#### Direction
In the records below, find the line that contains "and white striped". Retype that line and all the lines after it through the end, leaving out the pictures.

# Data to process start

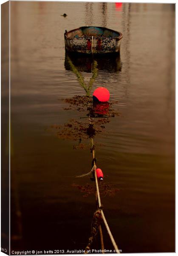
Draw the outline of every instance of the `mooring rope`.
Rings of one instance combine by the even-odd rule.
[[[91,39],[91,53],[92,53],[92,54],[93,54],[93,37],[92,36],[92,38]]]
[[[89,118],[89,121],[90,121],[90,123],[91,123],[91,120],[90,117]],[[91,144],[92,144],[93,159],[95,159],[95,149],[94,149],[95,147],[93,147],[94,143],[93,143],[93,138],[91,138]],[[93,165],[94,170],[94,172],[95,172],[95,182],[96,182],[96,187],[97,196],[98,201],[98,205],[99,205],[99,207],[101,209],[101,213],[102,215],[102,218],[103,220],[104,223],[105,224],[106,229],[107,230],[107,233],[110,237],[110,240],[113,244],[113,245],[114,249],[116,250],[116,252],[117,253],[120,253],[118,247],[116,244],[116,241],[114,239],[114,238],[113,237],[113,236],[112,234],[112,233],[110,231],[109,225],[106,221],[106,218],[105,218],[105,216],[104,214],[103,211],[102,209],[102,205],[101,201],[100,194],[99,193],[99,186],[98,185],[98,179],[97,179],[97,175],[96,175],[96,163],[95,163],[95,160],[94,160],[94,161],[93,161],[93,165]]]

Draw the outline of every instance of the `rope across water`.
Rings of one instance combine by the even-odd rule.
[[[89,118],[90,123],[91,123],[91,120],[90,118],[90,117]],[[93,138],[91,138],[91,140],[92,148],[92,156],[93,156],[93,159],[94,159],[95,158],[95,149],[94,149],[94,148],[93,146],[94,145],[94,143],[93,143]],[[102,206],[101,201],[100,194],[99,193],[99,186],[98,182],[98,179],[97,179],[97,176],[96,176],[96,165],[95,161],[94,161],[93,163],[94,163],[94,166],[93,166],[94,171],[94,173],[95,173],[95,182],[96,182],[96,193],[97,193],[97,198],[98,198],[98,205],[99,205],[99,207],[100,208],[100,209],[101,209],[102,207]],[[113,237],[113,236],[112,234],[112,233],[110,231],[109,225],[106,221],[106,218],[105,218],[105,215],[103,212],[103,211],[102,209],[101,209],[101,213],[102,219],[103,220],[104,223],[105,224],[106,229],[107,230],[107,232],[108,232],[109,236],[110,237],[111,242],[113,244],[113,246],[115,250],[116,250],[116,252],[117,253],[120,253],[118,247],[116,244],[116,241],[114,239],[114,238]]]

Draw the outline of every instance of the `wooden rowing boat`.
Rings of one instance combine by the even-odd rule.
[[[64,34],[65,49],[87,54],[118,53],[122,34],[100,26],[82,26]]]

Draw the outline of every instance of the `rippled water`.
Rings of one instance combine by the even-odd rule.
[[[63,34],[95,25],[123,35],[120,59],[101,62],[92,88],[107,88],[120,113],[94,138],[105,181],[119,189],[102,198],[106,217],[123,253],[174,251],[174,5],[12,1],[11,19],[12,249],[87,244],[95,196],[72,185],[92,183],[75,177],[92,156],[50,128],[86,116],[64,109],[64,99],[85,91],[65,67]]]

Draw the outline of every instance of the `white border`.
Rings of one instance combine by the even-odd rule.
[[[11,1],[16,1],[16,0],[11,0]],[[19,1],[22,1],[23,0],[18,0]],[[32,1],[32,0],[33,1],[35,1],[35,0],[25,0],[25,1]],[[44,1],[44,0],[37,0],[38,1]],[[119,2],[119,0],[116,0],[115,1],[113,0],[88,0],[88,1],[85,1],[84,0],[77,0],[76,1],[75,1],[75,0],[66,0],[65,1],[61,1],[61,0],[59,0],[59,1],[53,1],[53,0],[48,0],[48,1],[48,1],[48,2],[113,2],[115,3],[116,2]],[[7,2],[7,1],[5,0],[0,0],[0,3],[1,4],[3,3],[5,3],[6,2]],[[138,0],[135,0],[135,1],[133,0],[130,0],[130,1],[126,1],[125,0],[123,0],[122,1],[121,1],[121,2],[122,3],[176,3],[176,1],[172,1],[171,0],[155,0],[155,1],[151,1],[150,0],[147,0],[146,1],[138,1]],[[9,3],[9,209],[10,209],[10,3]],[[176,16],[175,15],[175,33],[176,32],[176,28],[177,27],[177,20],[176,20]],[[175,34],[175,39],[176,40],[176,34]],[[176,46],[176,44],[175,44],[175,47]],[[176,58],[176,56],[175,56],[176,57],[176,59],[175,60],[177,60],[177,58]],[[177,71],[177,67],[175,66],[175,70],[176,70],[176,73],[177,73],[176,71]],[[176,84],[176,77],[175,77],[175,84]],[[175,99],[176,100],[176,95],[175,94]],[[176,110],[176,108],[175,108],[175,110]],[[177,116],[177,115],[176,115],[176,116]],[[1,129],[1,128],[0,126],[0,129]],[[177,131],[176,130],[176,131]],[[176,142],[177,142],[177,140],[176,140]],[[176,158],[175,159],[176,159],[176,157],[177,157],[177,152],[176,152]],[[177,177],[176,177],[176,179],[175,179],[175,182],[176,183],[177,183],[176,182],[177,181]],[[177,204],[176,204],[176,209],[177,209]],[[10,212],[9,211],[9,237],[10,237]],[[163,224],[163,225],[164,225],[164,224]],[[176,231],[177,230],[177,224],[176,225]],[[175,244],[176,246],[177,244],[177,242],[178,242],[178,239],[177,239],[177,236],[176,236],[176,241],[175,241]],[[9,239],[9,252],[10,252],[10,239]],[[169,255],[171,255],[172,254],[172,253],[174,254],[174,253],[154,253],[154,255],[155,255],[155,256],[157,256],[158,255],[158,256],[159,256],[161,255],[162,254],[167,254],[168,256]],[[139,255],[140,255],[140,253],[122,253],[123,254],[129,254],[130,255],[132,255],[133,254],[134,256],[139,256]],[[153,253],[141,253],[142,255],[147,255],[147,256],[149,256],[150,255],[152,255],[152,254],[153,254]],[[52,255],[52,254],[51,254]],[[57,254],[56,254],[57,255]],[[68,254],[69,255],[69,254]],[[74,255],[74,254],[72,254],[73,255]],[[78,254],[77,254],[78,255]],[[92,254],[93,255],[103,255],[103,254]],[[108,254],[107,254],[108,255]],[[110,254],[111,255],[113,255],[113,254]],[[0,256],[4,256],[5,254],[3,253],[2,253],[1,252],[0,252]]]

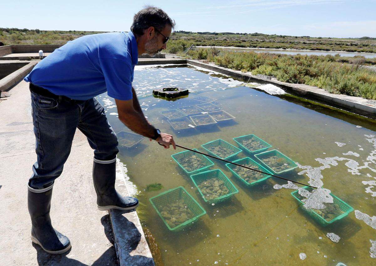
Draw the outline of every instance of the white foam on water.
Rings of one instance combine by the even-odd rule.
[[[370,253],[371,254],[370,256],[372,258],[376,258],[376,240],[370,239],[370,242],[372,245],[370,248]]]
[[[344,155],[353,155],[356,157],[359,157],[360,155],[359,155],[359,153],[354,153],[353,151],[349,151],[347,153],[344,153],[342,154]]]
[[[326,236],[332,241],[336,243],[339,242],[341,239],[341,237],[334,233],[328,233],[326,234]]]
[[[339,142],[338,141],[335,141],[334,143],[337,144],[337,145],[338,147],[343,147],[346,145],[346,143],[343,143],[342,142]]]
[[[364,222],[367,225],[369,225],[374,229],[376,229],[376,216],[371,217],[368,214],[364,213],[358,210],[355,210],[355,217],[357,219]]]
[[[129,181],[129,177],[127,174],[128,169],[125,165],[118,158],[116,159],[117,167],[116,167],[116,178],[120,178],[123,180],[129,193],[130,195],[134,196],[138,194],[137,187],[134,184]]]
[[[262,89],[272,95],[284,94],[286,92],[280,88],[273,84],[266,84],[258,86],[258,89]]]
[[[299,188],[299,187],[295,184],[293,183],[291,181],[287,181],[287,184],[285,184],[282,185],[276,184],[273,186],[273,188],[274,189],[280,189],[282,188],[296,190]]]
[[[105,107],[112,105],[114,103],[114,102],[111,101],[109,98],[103,98],[102,100],[103,101],[103,103],[105,104]]]
[[[302,252],[299,254],[299,257],[302,260],[304,260],[306,259],[306,258],[307,257],[307,255],[305,254],[305,253]]]

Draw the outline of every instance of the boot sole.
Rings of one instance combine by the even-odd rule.
[[[38,240],[36,239],[35,239],[34,237],[33,237],[32,236],[31,237],[31,241],[33,242],[34,243],[35,243],[35,244],[37,244],[39,245],[40,246],[40,247],[42,248],[42,249],[43,249],[43,250],[44,250],[47,253],[50,253],[50,254],[54,254],[55,255],[58,255],[59,254],[62,254],[63,253],[65,253],[65,252],[67,252],[67,251],[68,251],[68,250],[69,250],[69,249],[70,249],[71,248],[71,243],[70,243],[69,245],[66,248],[64,248],[64,249],[61,249],[61,250],[56,250],[55,251],[53,251],[52,250],[48,250],[48,249],[46,249],[45,248],[44,248],[43,247],[43,246],[42,246],[41,244],[41,243],[39,242],[39,241],[38,241]]]
[[[100,211],[109,210],[134,210],[138,207],[139,203],[138,203],[136,205],[135,205],[132,207],[127,207],[126,208],[122,208],[117,206],[110,205],[109,206],[105,206],[103,207],[98,206],[98,209]]]

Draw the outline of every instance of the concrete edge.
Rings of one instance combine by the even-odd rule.
[[[38,61],[30,62],[20,69],[0,80],[0,91],[5,91],[22,80],[30,73]]]
[[[116,188],[124,196],[131,196],[127,186],[123,166],[117,159]],[[141,223],[135,211],[111,210],[109,212],[116,255],[120,266],[155,266]]]
[[[160,65],[165,64],[174,64],[180,65],[186,64],[187,60],[185,59],[168,59],[161,58],[160,59],[153,59],[150,60],[138,60],[137,65]]]
[[[324,89],[305,84],[297,84],[279,81],[275,79],[271,80],[258,77],[249,73],[233,70],[212,64],[202,63],[196,60],[187,59],[187,63],[235,77],[246,82],[255,82],[262,84],[272,84],[294,95],[345,110],[357,115],[376,119],[376,105],[369,103],[368,100],[360,97],[335,94]]]

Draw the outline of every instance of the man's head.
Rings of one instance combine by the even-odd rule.
[[[175,21],[160,8],[148,6],[133,17],[130,30],[137,39],[139,54],[152,56],[166,49]]]

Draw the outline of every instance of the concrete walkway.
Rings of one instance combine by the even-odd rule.
[[[0,265],[117,265],[108,213],[97,208],[92,151],[79,131],[55,182],[51,211],[53,225],[70,238],[72,248],[49,255],[32,244],[27,183],[36,156],[28,83],[10,92],[0,101]]]

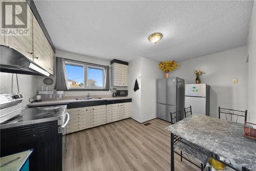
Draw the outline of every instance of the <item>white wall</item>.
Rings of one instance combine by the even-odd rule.
[[[110,84],[111,85],[111,68],[110,60],[102,59],[100,58],[97,58],[95,57],[85,56],[77,53],[74,53],[70,52],[68,52],[59,49],[56,50],[56,56],[60,57],[65,58],[68,58],[70,59],[76,60],[78,61],[96,63],[98,65],[102,65],[104,66],[110,66]],[[54,83],[50,87],[50,90],[53,90],[55,86],[56,81],[56,75],[53,75],[51,76],[51,77],[53,79]],[[42,80],[46,78],[42,78],[41,79],[38,79],[37,89],[39,90],[41,85],[44,84]],[[124,87],[115,87],[117,89],[119,90],[127,90],[127,88]],[[67,91],[66,96],[81,96],[81,95],[87,95],[87,94],[89,93],[91,95],[111,95],[111,92],[110,91]]]
[[[210,115],[218,117],[219,106],[241,110],[248,109],[248,63],[246,47],[185,60],[172,77],[185,79],[185,83],[195,83],[193,71],[203,70],[202,83],[210,86]],[[238,79],[238,83],[232,82]],[[193,109],[192,109],[193,110]]]
[[[158,62],[140,57],[129,63],[129,96],[133,98],[132,118],[140,123],[156,118],[156,80],[164,74]],[[134,92],[136,79],[140,89]]]
[[[248,121],[256,123],[256,2],[254,1],[247,39],[248,63]]]
[[[0,94],[18,92],[16,74],[0,73]],[[37,77],[39,76],[18,74],[19,93],[24,96],[24,100],[22,103],[23,108],[25,108],[29,102],[29,99],[36,94]],[[13,81],[12,81],[12,80]]]

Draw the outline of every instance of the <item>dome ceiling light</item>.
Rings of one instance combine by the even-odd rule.
[[[153,43],[156,44],[163,37],[163,35],[160,33],[155,33],[152,34],[148,37],[148,40]]]

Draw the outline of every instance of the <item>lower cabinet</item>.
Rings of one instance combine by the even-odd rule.
[[[68,109],[70,119],[67,125],[67,134],[106,123],[106,105]]]
[[[30,170],[61,170],[62,134],[58,127],[54,121],[1,130],[1,157],[33,148]]]
[[[68,109],[70,119],[67,134],[131,117],[132,102]]]
[[[115,122],[131,117],[132,102],[108,104],[106,105],[106,123]]]

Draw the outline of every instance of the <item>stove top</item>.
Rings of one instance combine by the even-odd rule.
[[[21,113],[2,123],[1,129],[62,119],[67,105],[25,109]]]

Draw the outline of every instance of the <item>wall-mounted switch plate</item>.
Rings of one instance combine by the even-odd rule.
[[[234,84],[237,84],[238,83],[238,79],[237,78],[234,78],[232,80],[232,81],[233,81],[233,83]]]

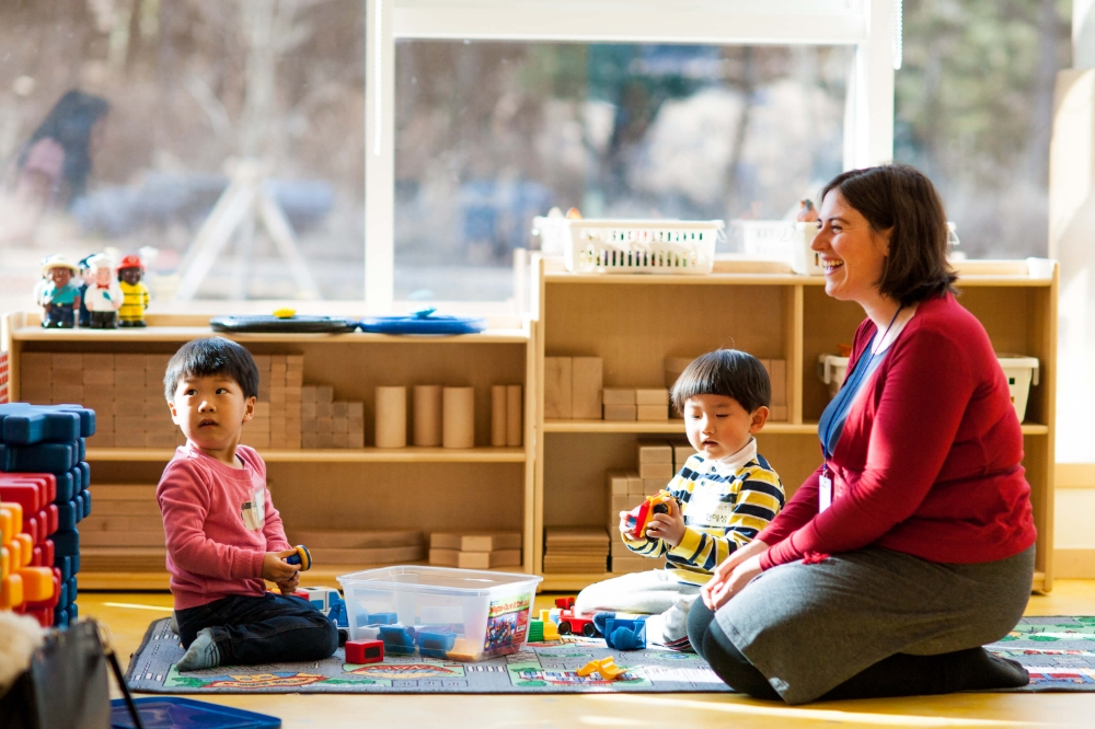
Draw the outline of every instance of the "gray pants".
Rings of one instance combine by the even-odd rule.
[[[595,582],[578,593],[574,606],[583,613],[611,611],[660,615],[660,621],[648,623],[647,640],[680,640],[688,636],[688,610],[700,595],[700,588],[678,582],[673,571],[652,569]],[[658,633],[660,636],[656,635]]]
[[[1023,616],[1033,577],[1033,546],[972,565],[867,547],[762,572],[715,620],[784,701],[802,704],[894,653],[999,640]]]

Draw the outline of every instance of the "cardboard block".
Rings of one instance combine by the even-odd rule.
[[[573,361],[569,357],[544,357],[544,418],[573,417]]]

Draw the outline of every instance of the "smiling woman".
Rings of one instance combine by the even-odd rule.
[[[1004,688],[986,652],[1029,597],[1023,437],[984,327],[955,299],[946,217],[919,171],[822,194],[826,292],[867,314],[821,416],[825,462],[689,613],[727,683],[789,704]]]

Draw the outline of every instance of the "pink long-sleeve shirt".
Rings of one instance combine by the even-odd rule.
[[[240,445],[235,453],[242,468],[232,468],[187,442],[175,451],[160,477],[155,500],[168,537],[175,610],[228,595],[262,597],[266,592],[263,557],[289,548],[266,488],[266,464],[247,445]],[[257,499],[263,501],[261,521],[254,508]],[[249,529],[245,519],[254,528]]]
[[[875,334],[855,334],[850,367]],[[757,539],[761,568],[875,545],[940,563],[1004,559],[1034,544],[1023,433],[977,319],[947,294],[922,302],[863,383],[818,510],[819,467]]]

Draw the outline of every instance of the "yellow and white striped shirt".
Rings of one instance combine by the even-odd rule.
[[[695,454],[673,476],[666,490],[680,499],[684,536],[676,547],[664,540],[623,535],[632,552],[665,557],[666,569],[688,585],[704,585],[715,567],[761,532],[783,508],[780,476],[750,439],[741,450],[719,461]]]

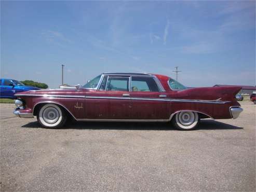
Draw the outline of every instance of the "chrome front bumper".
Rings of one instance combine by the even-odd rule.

# Data to process end

#### The answer
Draw the outline of every instance of the "yellow and white striped shirt".
Rings of one instance combine by the even-odd rule.
[[[695,454],[673,476],[666,490],[680,499],[684,536],[676,547],[664,540],[623,535],[632,552],[665,557],[666,569],[688,585],[704,585],[715,567],[761,532],[783,508],[780,476],[750,439],[741,450],[719,461]]]

Draw the outline of every instance of the "chrome front bumper".
Rings of one instance combine by the even-odd rule.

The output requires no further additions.